- DOCUMENT SEGMENT:
********************
Superior Court of New Jersey, Appellate Division

May 21, 2013

STATE OF NEW JERSEY, Plaintiff-Respondent,
ERNEST HOUSEY, Defendant-Appellant.


Submitted April 23, 2013

On appeal from the Superior Court of New Jersey, Law Division, Passaic County, Indictment No. 05-06-0850.

Joseph E. Krakora, Public Defender, attorney for appellant (Michele Adubato, Designated Counsel, on the brief).

Camelia M. Valdes, Passaic County Prosecutor, attorney for respondent (Marc A. Festa, Senior Assistant Prosecutor, of counsel and on the brief).

Before Judges Alvarez and Leone.


Defendant Ernest Housey appeals from the denial of his petition for post-conviction relief (PCR). He claims trial counsel was ineffective for not requesting a Wade[1] hearing regarding McArthur Pough, an eyewitness to the crime. Defendant also claims the PCR court erred in denying an evidentiary hearing. We affirm.


Our opinion on direct appeal outlined the facts:

On December 23, 2004, defendant, known as "Chocolate, " played cards for several hours with a group which included [McArthur] Pough, Lonnie Lee, and Louis Gilchrist. The location of the game was a neighborhood garage that operated as a clubhouse.
The following afternoon, December 24, Gilchrist and Lee were at the garage in the company of a fourth man, named Joseph Nichols, when defendant entered, displayed a gun, and said, "this is a stick-up." Everyone assumed it was a prank and told defendant to "stop playing around." Defendant laughed and said, "I was just joking." He pocketed the gun, sat down with the others, and left shortly thereafter.
At around 7:00 p.m. that same day, December 24, approximately twenty people were playing cards in the garage, including Pough, Lee, Gilchrist, and Nichols. While Pough was outside talking to, among others, a person known only as "Brenton, " he looked up and saw two men approaching, whose faces were covered by ski masks. One pointed a gun at Brenton, and instructed him to say his name at the door so that the robbers could gain entry into the garage.
At that moment, Gilchrist walked out of the garage and saw the two masked men. The gun was turned to him, and he was told to back up. When he failed to respond quickly, he was hit in the face with the butt of the gun. The robbers went inside.
********************
- DATA BLOCK:
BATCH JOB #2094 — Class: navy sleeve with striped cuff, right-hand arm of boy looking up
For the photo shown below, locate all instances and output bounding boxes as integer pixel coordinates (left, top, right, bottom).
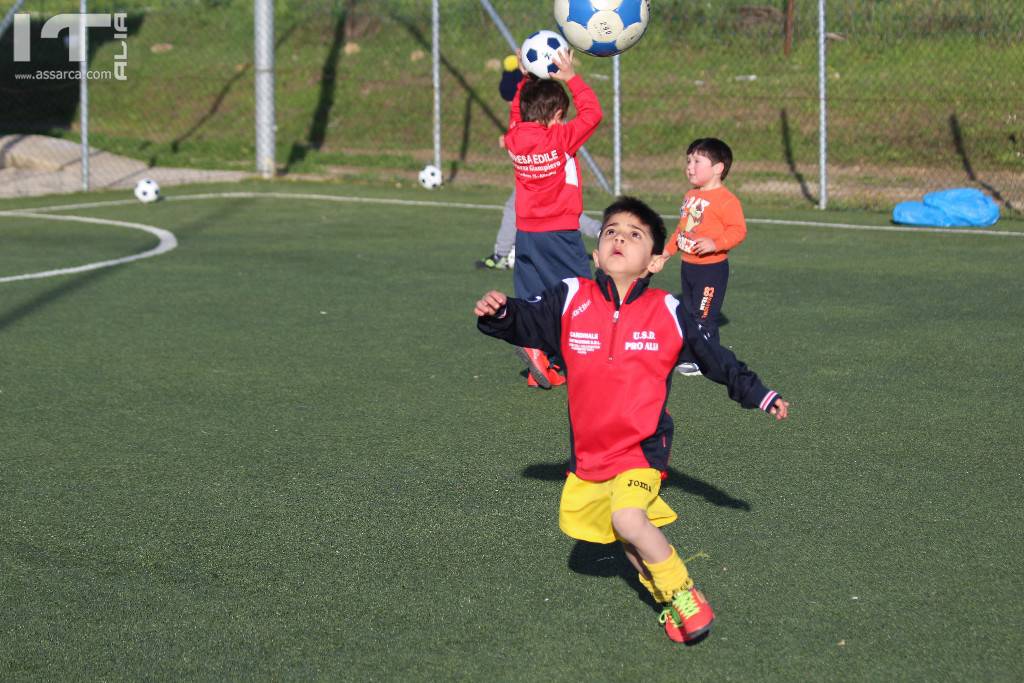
********************
- WHAT YOU WILL DO:
Repeat word for word the passage of the court opinion starting at "At that moment, Gilchrist" and ending at "robbers went inside.".

- REPLY:
At that moment, Gilchrist walked out of the garage and saw the two masked men. The gun was turned to him, and he was told to back up. When he failed to respond quickly, he was hit in the face with the butt of the gun. The robbers went inside.